__AVAILABLE DATA__.

****

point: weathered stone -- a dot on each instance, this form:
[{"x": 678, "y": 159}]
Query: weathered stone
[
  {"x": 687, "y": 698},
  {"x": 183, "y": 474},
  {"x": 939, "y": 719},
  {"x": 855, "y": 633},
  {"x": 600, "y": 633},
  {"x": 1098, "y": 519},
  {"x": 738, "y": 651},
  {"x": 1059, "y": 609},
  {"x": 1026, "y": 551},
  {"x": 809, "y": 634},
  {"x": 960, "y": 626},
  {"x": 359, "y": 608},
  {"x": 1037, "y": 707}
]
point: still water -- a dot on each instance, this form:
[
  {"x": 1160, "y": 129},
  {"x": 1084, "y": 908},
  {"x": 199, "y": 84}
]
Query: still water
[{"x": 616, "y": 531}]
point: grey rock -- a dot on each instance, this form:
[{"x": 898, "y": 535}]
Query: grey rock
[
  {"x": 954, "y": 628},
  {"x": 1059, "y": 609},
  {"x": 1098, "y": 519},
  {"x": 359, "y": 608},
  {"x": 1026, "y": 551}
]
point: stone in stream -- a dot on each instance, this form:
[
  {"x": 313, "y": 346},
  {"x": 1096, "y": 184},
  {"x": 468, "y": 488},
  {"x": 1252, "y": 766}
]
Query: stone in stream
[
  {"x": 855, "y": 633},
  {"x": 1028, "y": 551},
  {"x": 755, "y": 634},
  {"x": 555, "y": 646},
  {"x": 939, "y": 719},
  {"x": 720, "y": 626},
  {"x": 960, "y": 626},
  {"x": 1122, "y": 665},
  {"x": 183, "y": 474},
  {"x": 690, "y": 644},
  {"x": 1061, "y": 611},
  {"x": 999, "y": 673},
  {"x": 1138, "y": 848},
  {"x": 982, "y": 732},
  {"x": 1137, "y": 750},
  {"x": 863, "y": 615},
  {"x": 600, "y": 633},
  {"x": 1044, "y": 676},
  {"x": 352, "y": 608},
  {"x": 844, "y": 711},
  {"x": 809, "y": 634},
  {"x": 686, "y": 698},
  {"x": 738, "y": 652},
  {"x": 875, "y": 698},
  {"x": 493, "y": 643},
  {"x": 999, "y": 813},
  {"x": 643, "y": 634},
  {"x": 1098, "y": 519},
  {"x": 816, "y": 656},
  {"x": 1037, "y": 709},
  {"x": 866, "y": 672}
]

****

Quote exactly and only the lines from the one holding "point: grey rock" through the end of the data.

__TASK RESPONSE__.
point: grey rock -- a dot on each instance, this form:
[{"x": 898, "y": 535}]
Query: grey rock
[
  {"x": 954, "y": 628},
  {"x": 1059, "y": 609},
  {"x": 1098, "y": 519},
  {"x": 359, "y": 608},
  {"x": 1026, "y": 551}
]
point: stone in stream -- a dot on each instance, this form:
[
  {"x": 313, "y": 346},
  {"x": 1096, "y": 184},
  {"x": 468, "y": 488},
  {"x": 1252, "y": 766}
]
Query: stone in stream
[
  {"x": 855, "y": 633},
  {"x": 1028, "y": 551},
  {"x": 755, "y": 634},
  {"x": 555, "y": 646},
  {"x": 939, "y": 719},
  {"x": 720, "y": 626},
  {"x": 960, "y": 626},
  {"x": 1122, "y": 665},
  {"x": 183, "y": 474},
  {"x": 690, "y": 644},
  {"x": 1061, "y": 611},
  {"x": 999, "y": 673},
  {"x": 1138, "y": 848},
  {"x": 982, "y": 732},
  {"x": 1137, "y": 750},
  {"x": 863, "y": 615},
  {"x": 600, "y": 633},
  {"x": 1044, "y": 676},
  {"x": 352, "y": 608},
  {"x": 844, "y": 711},
  {"x": 809, "y": 634},
  {"x": 686, "y": 698},
  {"x": 738, "y": 652},
  {"x": 875, "y": 698},
  {"x": 493, "y": 643},
  {"x": 999, "y": 813},
  {"x": 643, "y": 634},
  {"x": 1098, "y": 519},
  {"x": 816, "y": 656},
  {"x": 1037, "y": 709},
  {"x": 866, "y": 672}
]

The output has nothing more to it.